- [Work request] Leave out every line before the one containing "the white road", and set down that line and the rest through the end of the listing exactly.

[[ Entries provided open ]]

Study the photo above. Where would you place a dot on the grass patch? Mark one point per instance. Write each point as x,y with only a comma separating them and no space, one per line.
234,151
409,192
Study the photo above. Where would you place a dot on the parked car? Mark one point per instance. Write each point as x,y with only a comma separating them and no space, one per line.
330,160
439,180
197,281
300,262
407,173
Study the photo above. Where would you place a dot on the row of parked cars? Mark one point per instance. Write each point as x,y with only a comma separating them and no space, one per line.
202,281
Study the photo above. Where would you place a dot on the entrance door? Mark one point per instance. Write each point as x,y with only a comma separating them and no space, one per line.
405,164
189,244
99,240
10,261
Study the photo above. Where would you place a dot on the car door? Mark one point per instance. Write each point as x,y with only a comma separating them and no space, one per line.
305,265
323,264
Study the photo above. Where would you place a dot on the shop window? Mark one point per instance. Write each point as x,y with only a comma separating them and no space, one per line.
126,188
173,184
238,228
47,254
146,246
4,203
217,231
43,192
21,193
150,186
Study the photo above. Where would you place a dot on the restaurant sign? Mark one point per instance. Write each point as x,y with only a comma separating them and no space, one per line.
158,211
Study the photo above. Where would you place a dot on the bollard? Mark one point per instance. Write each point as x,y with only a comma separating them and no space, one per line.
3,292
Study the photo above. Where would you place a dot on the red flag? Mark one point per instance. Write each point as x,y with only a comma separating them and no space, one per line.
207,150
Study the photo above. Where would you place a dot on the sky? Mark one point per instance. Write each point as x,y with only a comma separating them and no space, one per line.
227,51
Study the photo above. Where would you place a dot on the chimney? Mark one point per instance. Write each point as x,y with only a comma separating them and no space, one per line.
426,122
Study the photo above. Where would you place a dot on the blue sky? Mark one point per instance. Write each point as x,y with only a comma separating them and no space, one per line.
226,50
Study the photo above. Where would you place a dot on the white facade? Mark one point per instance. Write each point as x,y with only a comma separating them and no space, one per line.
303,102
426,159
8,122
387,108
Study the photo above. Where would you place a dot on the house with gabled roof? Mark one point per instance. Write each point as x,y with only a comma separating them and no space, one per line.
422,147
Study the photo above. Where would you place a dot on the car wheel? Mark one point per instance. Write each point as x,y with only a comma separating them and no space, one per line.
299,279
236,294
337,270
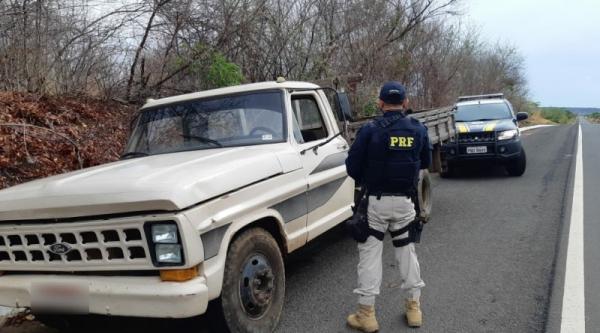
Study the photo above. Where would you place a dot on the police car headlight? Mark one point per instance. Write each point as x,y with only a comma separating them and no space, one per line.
507,135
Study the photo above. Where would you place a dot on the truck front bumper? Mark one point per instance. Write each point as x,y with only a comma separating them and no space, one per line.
116,296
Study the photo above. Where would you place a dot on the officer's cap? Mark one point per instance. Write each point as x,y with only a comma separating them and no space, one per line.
392,92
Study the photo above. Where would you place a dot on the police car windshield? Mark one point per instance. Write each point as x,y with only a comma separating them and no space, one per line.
487,111
225,121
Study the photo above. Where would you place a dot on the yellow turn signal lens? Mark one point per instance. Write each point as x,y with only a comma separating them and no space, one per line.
179,275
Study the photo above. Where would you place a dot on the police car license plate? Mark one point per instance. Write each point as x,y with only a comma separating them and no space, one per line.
477,150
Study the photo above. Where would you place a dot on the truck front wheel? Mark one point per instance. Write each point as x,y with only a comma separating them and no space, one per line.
254,283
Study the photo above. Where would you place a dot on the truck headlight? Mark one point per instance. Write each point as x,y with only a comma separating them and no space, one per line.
164,243
164,233
507,135
169,253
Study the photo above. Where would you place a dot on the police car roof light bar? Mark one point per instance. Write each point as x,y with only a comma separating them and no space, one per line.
476,97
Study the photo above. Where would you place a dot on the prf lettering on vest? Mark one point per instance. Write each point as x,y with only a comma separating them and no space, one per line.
401,141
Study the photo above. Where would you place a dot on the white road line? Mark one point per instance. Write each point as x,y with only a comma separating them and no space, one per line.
528,128
573,308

[[ Entries provided closed ]]

- [Task result]
Study the photo above. Where would you place a dot on the white road line? Mark one point per instance. Write each point as x,y with only a comma separating them and no space, one per line.
528,128
573,308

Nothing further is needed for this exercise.